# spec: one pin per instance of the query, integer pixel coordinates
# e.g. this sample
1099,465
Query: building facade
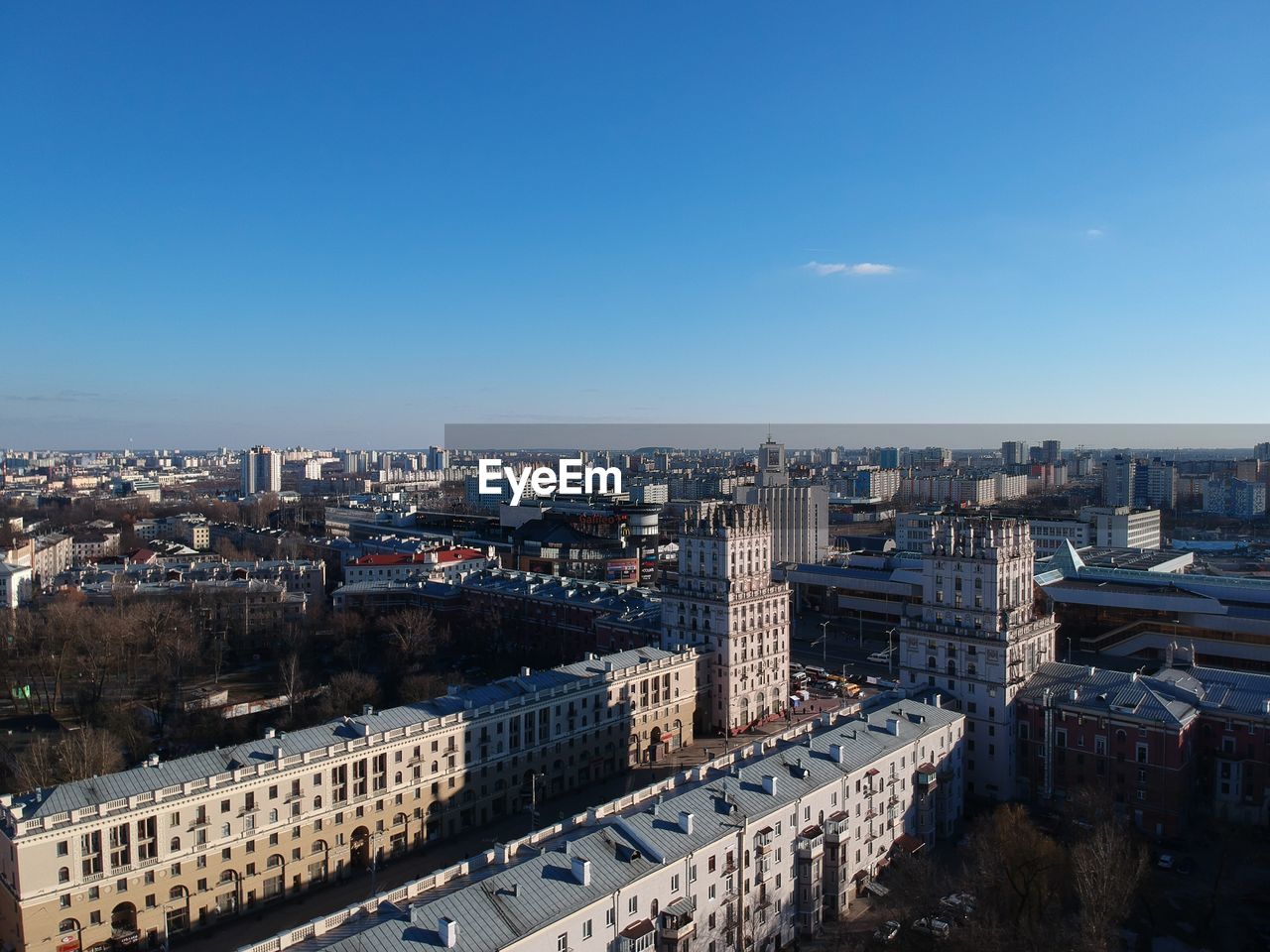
725,606
753,852
171,847
979,638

▶ [Work instruction] Reproduce the whole listing above word for word, but not its pictures.

▶ [Final answer]
# spec: one pin per instance of the query, integer pixel coordinates
# e.g. this sample
1099,465
Query: building facade
725,606
753,852
171,847
979,638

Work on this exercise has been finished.